§ **What to work on**: Nothing in the records may be changed; retype them in full.

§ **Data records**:
• • • •

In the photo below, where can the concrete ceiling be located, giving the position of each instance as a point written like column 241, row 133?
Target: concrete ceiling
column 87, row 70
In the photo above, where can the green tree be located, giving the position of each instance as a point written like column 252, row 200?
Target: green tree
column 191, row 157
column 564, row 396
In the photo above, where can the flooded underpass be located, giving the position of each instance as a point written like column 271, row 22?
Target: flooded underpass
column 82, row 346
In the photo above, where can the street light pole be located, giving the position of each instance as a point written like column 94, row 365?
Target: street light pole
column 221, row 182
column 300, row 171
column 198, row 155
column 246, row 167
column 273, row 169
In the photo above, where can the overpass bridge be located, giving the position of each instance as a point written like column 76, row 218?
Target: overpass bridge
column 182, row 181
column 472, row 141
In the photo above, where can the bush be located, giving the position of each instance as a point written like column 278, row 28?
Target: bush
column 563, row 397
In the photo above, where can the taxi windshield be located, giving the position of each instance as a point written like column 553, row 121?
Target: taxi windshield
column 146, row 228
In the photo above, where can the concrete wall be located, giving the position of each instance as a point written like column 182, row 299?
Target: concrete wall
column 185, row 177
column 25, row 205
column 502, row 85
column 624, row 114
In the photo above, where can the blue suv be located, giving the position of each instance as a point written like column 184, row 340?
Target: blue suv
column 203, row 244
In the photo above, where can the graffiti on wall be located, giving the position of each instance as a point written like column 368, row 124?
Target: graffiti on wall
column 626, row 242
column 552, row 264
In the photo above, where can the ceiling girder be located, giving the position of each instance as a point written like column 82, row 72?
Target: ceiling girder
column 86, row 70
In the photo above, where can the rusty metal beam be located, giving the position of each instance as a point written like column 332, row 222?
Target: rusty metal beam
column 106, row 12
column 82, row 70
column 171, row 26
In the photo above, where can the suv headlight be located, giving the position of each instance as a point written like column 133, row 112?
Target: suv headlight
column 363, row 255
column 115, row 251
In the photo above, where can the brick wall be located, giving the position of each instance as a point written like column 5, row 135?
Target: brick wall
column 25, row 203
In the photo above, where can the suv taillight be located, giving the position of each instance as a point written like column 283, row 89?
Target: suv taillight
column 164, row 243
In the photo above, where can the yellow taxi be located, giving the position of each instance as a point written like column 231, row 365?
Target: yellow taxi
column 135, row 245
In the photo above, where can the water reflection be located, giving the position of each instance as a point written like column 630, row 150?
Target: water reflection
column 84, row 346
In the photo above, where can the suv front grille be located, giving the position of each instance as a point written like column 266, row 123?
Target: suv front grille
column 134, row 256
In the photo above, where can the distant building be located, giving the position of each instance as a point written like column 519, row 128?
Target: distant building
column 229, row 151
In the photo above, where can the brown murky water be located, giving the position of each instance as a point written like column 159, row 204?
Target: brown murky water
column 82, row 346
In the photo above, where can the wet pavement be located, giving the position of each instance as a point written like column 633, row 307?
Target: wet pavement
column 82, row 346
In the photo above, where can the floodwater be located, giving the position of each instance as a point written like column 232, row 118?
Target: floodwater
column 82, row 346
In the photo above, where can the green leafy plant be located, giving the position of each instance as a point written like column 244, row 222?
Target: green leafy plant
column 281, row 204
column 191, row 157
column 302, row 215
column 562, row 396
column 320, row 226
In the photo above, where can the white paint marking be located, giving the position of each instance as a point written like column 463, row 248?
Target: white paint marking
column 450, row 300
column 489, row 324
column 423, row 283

• • • •

§ **Solution to this exercise**:
In the photo below, where can the concrete ceiling be located, giving the position of each instance as a point written like column 241, row 133?
Target: concrete ceiling
column 87, row 70
In the photo above, where can the green tree be located, giving the position of each instance as a point written like column 252, row 200?
Target: green tree
column 191, row 157
column 564, row 396
In the photo above, where can the flooded underpass be located, giving the position of each instance as a point written like column 271, row 22?
Target: flooded underpass
column 82, row 346
In the photo above, where can the street light pole be located, giving the position of each instance as a point written like column 94, row 365?
Target: street light pole
column 221, row 182
column 300, row 171
column 198, row 155
column 246, row 167
column 273, row 169
In the photo above, where can the overpass bridge be located, giving the position of each instance as a point written like column 76, row 218?
Target: overpass bridge
column 182, row 181
column 472, row 141
In the photo above, where can the bush be located, giving the position of each instance as a point written like column 278, row 28?
Target: bush
column 563, row 397
In the photo above, where can the taxi windshield be located, giving the position of each instance as a point written like column 553, row 121?
Target: taxi windshield
column 146, row 228
In the photo above, where can the concrete wall be located, giving the position of each instance as a point written like column 182, row 299?
Target: concrete wall
column 185, row 177
column 25, row 205
column 502, row 85
column 624, row 114
In the photo above, where can the blue suv be located, giving the position of each instance as a point written like column 184, row 340?
Target: blue suv
column 203, row 244
In the photo above, where can the graffiti on wall be located, giving the position of each instance as a point written like column 368, row 124?
Target: graffiti on wall
column 626, row 242
column 552, row 264
In the photo above, where can the ceiling girder be located, giving the position of each instance as a point written like column 82, row 72?
Target: ceiling girder
column 86, row 70
In the photo above, where can the rusty metal beam be located, giving the position of each instance as a point written like column 332, row 222?
Target: rusty metal beam
column 106, row 12
column 82, row 70
column 171, row 26
In the photo above, where can the suv headlight be located, giving the position of each instance as a point written like column 133, row 112?
Target: suv headlight
column 363, row 255
column 115, row 251
In the photo above, where can the brick wall be located, giving the position of each instance as a point written like column 5, row 135?
Target: brick wall
column 25, row 203
In the photo above, where can the suv taillight be located, giving the position of each instance as a point written like column 283, row 89?
Target: suv taillight
column 164, row 243
In the photo above, where can the yellow taxi be located, giving the position of each instance as a point written like column 231, row 365?
Target: yellow taxi
column 135, row 245
In the photo above, where can the water reflection be located, giving the position of each instance as a point written like column 630, row 150?
Target: water reflection
column 84, row 346
In the photo above, where can the suv front grille be located, giving the position of each instance as a point written like column 266, row 123?
Target: suv front grille
column 134, row 256
In the photo above, where can the distant building be located, giving the position of each instance as a point written like column 519, row 128?
Target: distant building
column 229, row 151
In the photo above, where can the brown murky water be located, giving the position of each instance as a point written like column 159, row 204?
Target: brown murky water
column 82, row 346
In the photo above, where can the wet pavement be located, giving the position of each instance as a point written like column 633, row 307?
Target: wet pavement
column 82, row 346
In the photo above, where can the floodwater be located, giving the position of each instance as a point written like column 232, row 118?
Target: floodwater
column 82, row 346
In the photo above, where can the green leafy plant be located, giving the position of each instance as a point written like column 244, row 222?
Target: green leafy plant
column 281, row 204
column 191, row 157
column 302, row 215
column 562, row 396
column 320, row 226
In the photo above, where can the white paint marking be located, giving the position of each instance as a point written like column 463, row 248?
Target: white paint marking
column 450, row 300
column 489, row 324
column 423, row 283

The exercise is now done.